Given exercise 1: Write out the part of the passage on matching bulk size to training age that runs between "Intermediate (1–3 years" and "window is well-utilized.", inclusive.

Quoted passage:

Match your bulk size to your training age
Different stages of lifting respond differently to surpluses:
Beginner (0–12 months of consistent training): Muscle building rate is highest. A 10–15% surplus works well; you'll gain meaningful muscle with relatively little fat. 'Newbie gains' are real.
Intermediate (1–3 years of consistent training): Muscle gain slows to about 0.25–0.5 lb/week realistic ceiling. A 5–10% surplus is enough. Anything more is mostly fat.
Advanced (3+ years of dedicated training): Muscle gain is glacial — maybe 0.1–0.25 lb per week of real lean tissue. Maintenance with periodic small surpluses often outperforms continuous bulking. This is also where 'lean bulks' become 'recomp phases' — slow body composition changes at near-maintenance calories.
Returner (re-starting after 6+ months off): Bodies retain muscle memory. The first 2–3 months back can look like beginner gains. A 10–15% surplus during this window is well-utilized.
Field note from Sukie
The bulk where I gained 14 lb and looked worse for it
Three years ago I tried a 'real' bulk — 20% above my then-TDEE, eating big, lifting hard. After 16 weeks I had gained 14 lb. The scale told one story. The mirror told another. My lifts went up modestly — bench from 95 to 110 lb, squat from 145 to 175. Real, but not dramatic. The 14 lb included probably 4–5 lb of muscle and 9–10 lb of fat. My pants stopped fitting. My face changed shape. I looked, frankly, puffy.

Provided material:
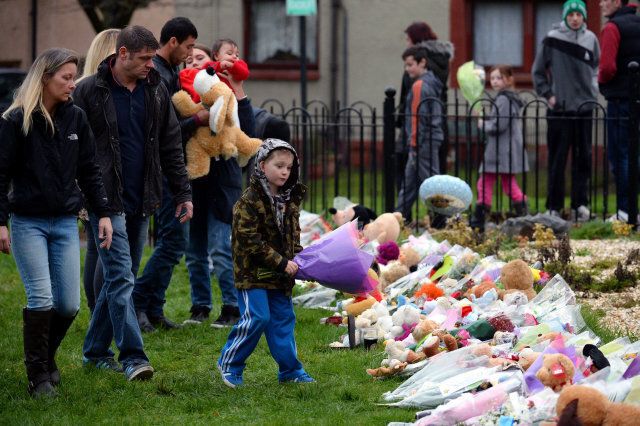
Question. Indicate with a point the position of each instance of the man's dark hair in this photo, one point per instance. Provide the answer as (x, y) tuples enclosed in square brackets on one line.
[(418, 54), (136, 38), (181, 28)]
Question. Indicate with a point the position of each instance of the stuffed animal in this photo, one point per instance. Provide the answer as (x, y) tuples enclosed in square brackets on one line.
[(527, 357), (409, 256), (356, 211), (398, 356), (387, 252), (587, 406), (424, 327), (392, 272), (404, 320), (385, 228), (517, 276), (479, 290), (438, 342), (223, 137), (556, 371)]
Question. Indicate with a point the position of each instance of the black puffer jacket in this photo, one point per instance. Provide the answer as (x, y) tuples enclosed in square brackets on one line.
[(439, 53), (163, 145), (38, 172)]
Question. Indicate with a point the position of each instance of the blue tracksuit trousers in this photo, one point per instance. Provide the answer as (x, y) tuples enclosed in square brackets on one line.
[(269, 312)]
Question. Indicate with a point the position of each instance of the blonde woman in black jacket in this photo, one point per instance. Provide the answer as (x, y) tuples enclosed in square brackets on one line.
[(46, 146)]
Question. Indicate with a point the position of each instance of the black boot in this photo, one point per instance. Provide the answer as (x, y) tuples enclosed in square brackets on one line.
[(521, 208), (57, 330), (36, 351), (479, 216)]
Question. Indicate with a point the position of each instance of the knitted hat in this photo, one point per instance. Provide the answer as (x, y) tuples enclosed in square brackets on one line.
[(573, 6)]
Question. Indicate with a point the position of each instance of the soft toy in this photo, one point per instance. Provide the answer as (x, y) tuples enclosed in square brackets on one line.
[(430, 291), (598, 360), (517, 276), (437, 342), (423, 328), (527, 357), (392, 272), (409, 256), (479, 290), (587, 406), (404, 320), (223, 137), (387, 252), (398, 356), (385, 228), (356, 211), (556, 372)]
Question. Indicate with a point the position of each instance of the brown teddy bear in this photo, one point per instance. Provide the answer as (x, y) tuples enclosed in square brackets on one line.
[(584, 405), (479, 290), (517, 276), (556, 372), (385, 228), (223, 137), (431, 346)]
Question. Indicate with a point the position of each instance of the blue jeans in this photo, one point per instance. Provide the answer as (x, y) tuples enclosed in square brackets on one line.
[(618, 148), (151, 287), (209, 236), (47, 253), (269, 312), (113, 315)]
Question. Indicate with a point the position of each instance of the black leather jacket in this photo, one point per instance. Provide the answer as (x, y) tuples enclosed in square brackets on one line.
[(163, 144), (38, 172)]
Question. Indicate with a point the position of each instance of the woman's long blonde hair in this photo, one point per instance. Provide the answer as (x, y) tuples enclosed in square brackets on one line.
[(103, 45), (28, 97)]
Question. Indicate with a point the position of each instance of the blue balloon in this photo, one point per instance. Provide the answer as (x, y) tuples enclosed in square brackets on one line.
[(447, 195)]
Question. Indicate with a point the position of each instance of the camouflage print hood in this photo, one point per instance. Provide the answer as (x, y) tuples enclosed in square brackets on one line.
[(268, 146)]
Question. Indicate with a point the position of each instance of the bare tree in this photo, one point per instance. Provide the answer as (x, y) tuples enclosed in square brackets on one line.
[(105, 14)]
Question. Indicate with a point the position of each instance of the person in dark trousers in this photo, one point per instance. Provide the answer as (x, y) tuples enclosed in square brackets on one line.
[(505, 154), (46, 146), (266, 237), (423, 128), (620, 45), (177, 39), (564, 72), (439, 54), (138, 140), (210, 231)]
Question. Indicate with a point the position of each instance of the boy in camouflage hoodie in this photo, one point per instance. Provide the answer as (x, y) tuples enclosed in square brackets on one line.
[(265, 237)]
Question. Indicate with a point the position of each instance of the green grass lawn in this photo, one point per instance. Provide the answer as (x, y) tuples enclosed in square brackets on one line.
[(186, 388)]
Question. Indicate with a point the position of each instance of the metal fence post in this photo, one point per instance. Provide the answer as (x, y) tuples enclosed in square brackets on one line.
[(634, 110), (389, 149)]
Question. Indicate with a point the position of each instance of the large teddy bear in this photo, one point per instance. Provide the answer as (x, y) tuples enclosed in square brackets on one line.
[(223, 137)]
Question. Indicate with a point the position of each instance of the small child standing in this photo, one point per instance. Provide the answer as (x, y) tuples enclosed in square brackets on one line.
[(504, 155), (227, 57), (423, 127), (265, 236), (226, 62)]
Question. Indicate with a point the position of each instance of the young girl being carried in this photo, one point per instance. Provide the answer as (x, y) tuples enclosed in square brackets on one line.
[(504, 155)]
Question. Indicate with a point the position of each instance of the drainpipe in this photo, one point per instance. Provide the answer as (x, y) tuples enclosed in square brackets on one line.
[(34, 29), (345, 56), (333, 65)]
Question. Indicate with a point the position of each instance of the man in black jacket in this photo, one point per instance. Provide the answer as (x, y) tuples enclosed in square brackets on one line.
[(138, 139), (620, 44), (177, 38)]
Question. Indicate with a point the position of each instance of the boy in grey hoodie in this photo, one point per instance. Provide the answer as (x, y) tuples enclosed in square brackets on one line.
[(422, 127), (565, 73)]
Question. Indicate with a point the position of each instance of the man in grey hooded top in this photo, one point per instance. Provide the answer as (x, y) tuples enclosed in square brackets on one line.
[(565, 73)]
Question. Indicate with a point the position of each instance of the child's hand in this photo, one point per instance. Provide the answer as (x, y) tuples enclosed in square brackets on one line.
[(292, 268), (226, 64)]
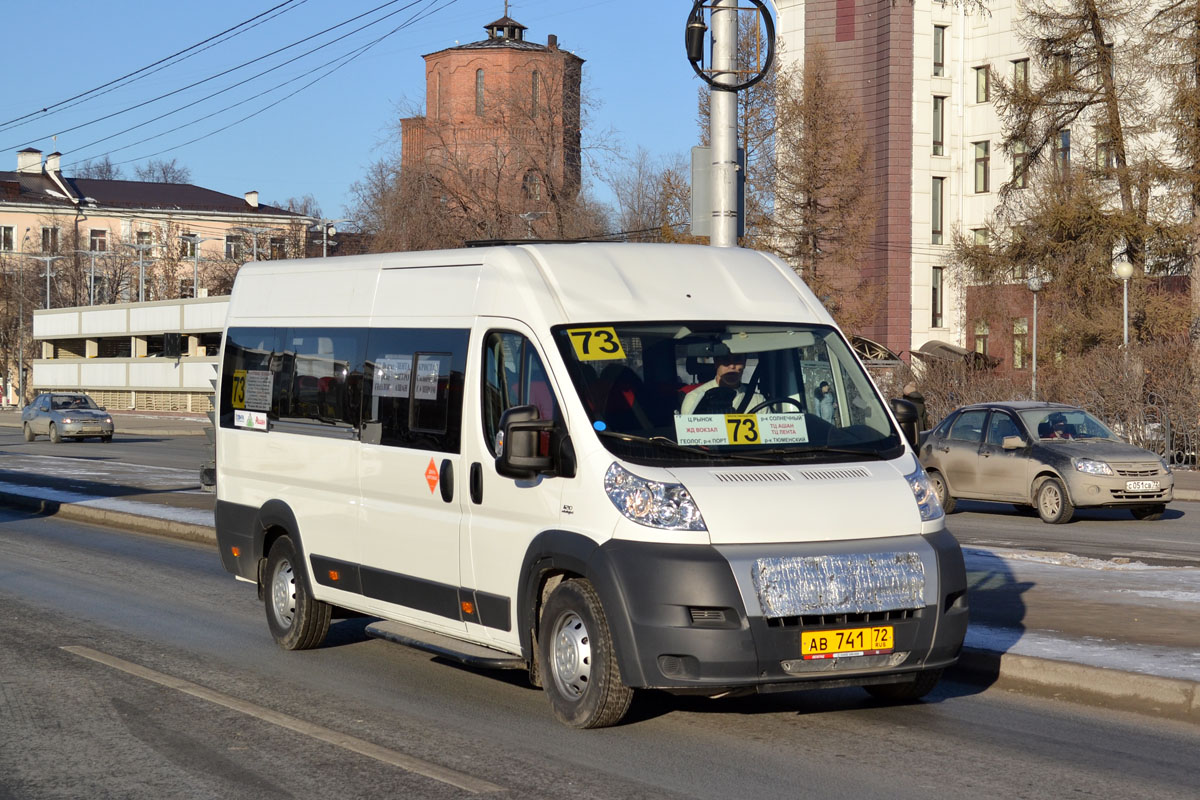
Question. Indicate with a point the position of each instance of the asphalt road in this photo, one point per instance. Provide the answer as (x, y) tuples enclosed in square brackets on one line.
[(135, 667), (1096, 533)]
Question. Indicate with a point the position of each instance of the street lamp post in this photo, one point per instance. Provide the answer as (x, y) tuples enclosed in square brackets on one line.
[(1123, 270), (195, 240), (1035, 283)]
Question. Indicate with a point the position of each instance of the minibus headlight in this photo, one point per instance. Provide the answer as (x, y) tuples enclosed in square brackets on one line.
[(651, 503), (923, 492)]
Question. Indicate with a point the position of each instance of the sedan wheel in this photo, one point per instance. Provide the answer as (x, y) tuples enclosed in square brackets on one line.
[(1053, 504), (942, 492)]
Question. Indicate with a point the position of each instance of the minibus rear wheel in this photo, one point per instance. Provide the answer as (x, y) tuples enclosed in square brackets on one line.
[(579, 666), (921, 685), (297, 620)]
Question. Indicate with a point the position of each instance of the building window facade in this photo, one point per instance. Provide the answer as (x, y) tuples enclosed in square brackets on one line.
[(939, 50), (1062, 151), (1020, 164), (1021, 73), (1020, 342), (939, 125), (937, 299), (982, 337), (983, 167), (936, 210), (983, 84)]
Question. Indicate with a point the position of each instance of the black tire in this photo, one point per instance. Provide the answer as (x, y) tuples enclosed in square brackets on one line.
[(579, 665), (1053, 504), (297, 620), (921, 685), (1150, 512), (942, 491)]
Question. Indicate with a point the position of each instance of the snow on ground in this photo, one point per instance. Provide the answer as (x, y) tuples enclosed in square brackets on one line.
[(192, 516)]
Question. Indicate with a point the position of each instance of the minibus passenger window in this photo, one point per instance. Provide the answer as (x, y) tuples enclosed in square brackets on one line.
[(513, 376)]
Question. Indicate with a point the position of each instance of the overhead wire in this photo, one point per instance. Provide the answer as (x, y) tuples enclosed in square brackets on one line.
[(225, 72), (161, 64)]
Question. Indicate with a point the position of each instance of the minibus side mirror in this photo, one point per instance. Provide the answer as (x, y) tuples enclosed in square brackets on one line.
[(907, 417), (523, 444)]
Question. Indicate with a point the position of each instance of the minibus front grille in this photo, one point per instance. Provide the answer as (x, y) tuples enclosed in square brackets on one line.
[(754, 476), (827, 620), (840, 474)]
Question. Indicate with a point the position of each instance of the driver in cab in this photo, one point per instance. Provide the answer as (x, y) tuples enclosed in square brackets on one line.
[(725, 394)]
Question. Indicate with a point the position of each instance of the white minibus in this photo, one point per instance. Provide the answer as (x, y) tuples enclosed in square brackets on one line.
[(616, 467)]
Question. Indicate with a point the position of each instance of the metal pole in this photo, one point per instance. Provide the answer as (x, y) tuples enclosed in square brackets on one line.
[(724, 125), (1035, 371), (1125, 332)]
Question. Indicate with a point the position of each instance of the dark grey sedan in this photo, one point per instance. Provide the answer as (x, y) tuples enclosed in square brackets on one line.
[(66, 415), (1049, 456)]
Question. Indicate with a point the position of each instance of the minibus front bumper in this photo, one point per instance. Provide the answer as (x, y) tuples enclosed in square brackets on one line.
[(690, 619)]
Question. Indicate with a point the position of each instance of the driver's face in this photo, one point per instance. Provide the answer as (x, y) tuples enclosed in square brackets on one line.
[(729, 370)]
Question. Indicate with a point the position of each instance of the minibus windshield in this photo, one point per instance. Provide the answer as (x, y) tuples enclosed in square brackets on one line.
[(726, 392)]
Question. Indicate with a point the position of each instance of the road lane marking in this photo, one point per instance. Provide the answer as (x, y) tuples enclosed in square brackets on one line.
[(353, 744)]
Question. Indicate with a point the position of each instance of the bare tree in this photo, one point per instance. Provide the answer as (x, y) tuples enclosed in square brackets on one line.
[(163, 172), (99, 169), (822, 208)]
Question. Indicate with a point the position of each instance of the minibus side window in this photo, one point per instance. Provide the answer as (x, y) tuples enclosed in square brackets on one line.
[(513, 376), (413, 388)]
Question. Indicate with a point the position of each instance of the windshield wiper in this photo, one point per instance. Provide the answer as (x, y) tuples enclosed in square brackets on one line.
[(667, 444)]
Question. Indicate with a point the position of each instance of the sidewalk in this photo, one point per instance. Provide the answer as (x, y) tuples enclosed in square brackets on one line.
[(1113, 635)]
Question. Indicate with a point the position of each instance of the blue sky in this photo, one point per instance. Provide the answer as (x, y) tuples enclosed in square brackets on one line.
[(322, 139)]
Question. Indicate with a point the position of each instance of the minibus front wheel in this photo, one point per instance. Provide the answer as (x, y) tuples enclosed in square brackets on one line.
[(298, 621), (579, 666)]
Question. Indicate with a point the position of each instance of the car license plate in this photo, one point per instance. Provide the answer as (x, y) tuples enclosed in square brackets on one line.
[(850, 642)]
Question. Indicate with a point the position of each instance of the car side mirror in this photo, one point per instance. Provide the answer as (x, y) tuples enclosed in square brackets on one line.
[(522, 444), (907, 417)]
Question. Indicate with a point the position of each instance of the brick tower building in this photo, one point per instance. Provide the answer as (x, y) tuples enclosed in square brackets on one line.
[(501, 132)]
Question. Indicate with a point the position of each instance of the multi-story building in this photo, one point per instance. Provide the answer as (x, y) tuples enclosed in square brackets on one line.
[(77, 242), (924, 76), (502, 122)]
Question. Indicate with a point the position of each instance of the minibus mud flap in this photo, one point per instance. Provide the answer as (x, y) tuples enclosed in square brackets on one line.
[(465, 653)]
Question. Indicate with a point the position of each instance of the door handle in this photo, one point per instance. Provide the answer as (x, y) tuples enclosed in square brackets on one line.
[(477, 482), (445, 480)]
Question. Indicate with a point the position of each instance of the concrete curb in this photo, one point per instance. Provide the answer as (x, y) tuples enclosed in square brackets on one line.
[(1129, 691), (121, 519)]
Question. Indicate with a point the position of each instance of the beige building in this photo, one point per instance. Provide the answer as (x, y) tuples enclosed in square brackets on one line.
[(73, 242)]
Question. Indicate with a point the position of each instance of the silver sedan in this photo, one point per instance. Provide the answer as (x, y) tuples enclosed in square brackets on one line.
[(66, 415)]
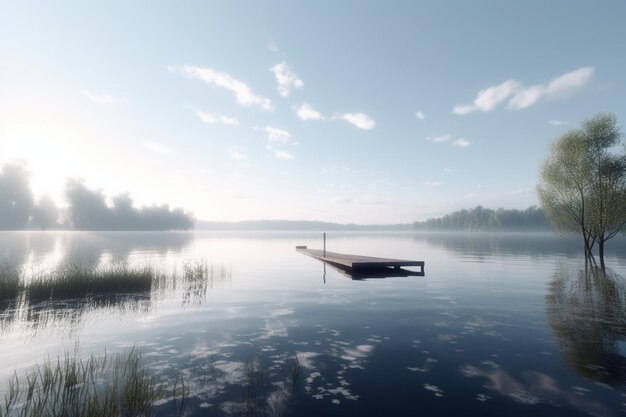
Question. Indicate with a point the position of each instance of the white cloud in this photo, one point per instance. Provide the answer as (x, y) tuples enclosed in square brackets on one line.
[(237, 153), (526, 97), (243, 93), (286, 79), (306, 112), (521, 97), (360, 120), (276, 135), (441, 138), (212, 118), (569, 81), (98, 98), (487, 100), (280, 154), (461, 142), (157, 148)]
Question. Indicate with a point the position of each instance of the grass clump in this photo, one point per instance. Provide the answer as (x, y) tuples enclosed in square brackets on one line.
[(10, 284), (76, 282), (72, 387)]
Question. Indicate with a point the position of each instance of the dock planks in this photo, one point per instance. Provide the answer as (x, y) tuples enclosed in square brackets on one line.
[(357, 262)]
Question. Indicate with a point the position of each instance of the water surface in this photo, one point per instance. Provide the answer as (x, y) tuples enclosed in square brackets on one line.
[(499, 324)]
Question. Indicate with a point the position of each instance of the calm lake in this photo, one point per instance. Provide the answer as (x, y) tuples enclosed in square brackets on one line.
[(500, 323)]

Given exercise 2: Gather every line of the records that contains the string "child", matching case exactly.

Written reply 1:
Intermediate (1–3 years of consistent training): Muscle gain slows to about 0.25–0.5 lb/week realistic ceiling. A 5–10% surplus is enough. Anything more is mostly fat.
Advanced (3+ years of dedicated training): Muscle gain is glacial — maybe 0.1–0.25 lb per week of real lean tissue. Maintenance with periodic small surpluses often outperforms continuous bulking. This is also where 'lean bulks' become 'recomp phases' — slow body composition changes at near-maintenance calories.
Returner (re-starting after 6+ months off): Bodies retain muscle memory. The first 2–3 months back can look like beginner gains. A 10–15% surplus during this window is well-utilized.

Written reply 2:
Question. Indicate with a point the position of each instance of the small child standing in this photo, one point per instance. Provide the answer as (x, y) tuples enclosed in square brackets on one line.
Question. Indicate with a point the position of each instance of the child's hand in this photo, one point per instance. Provide the answer as (x, y) tuples enclosed in square brackets on one line.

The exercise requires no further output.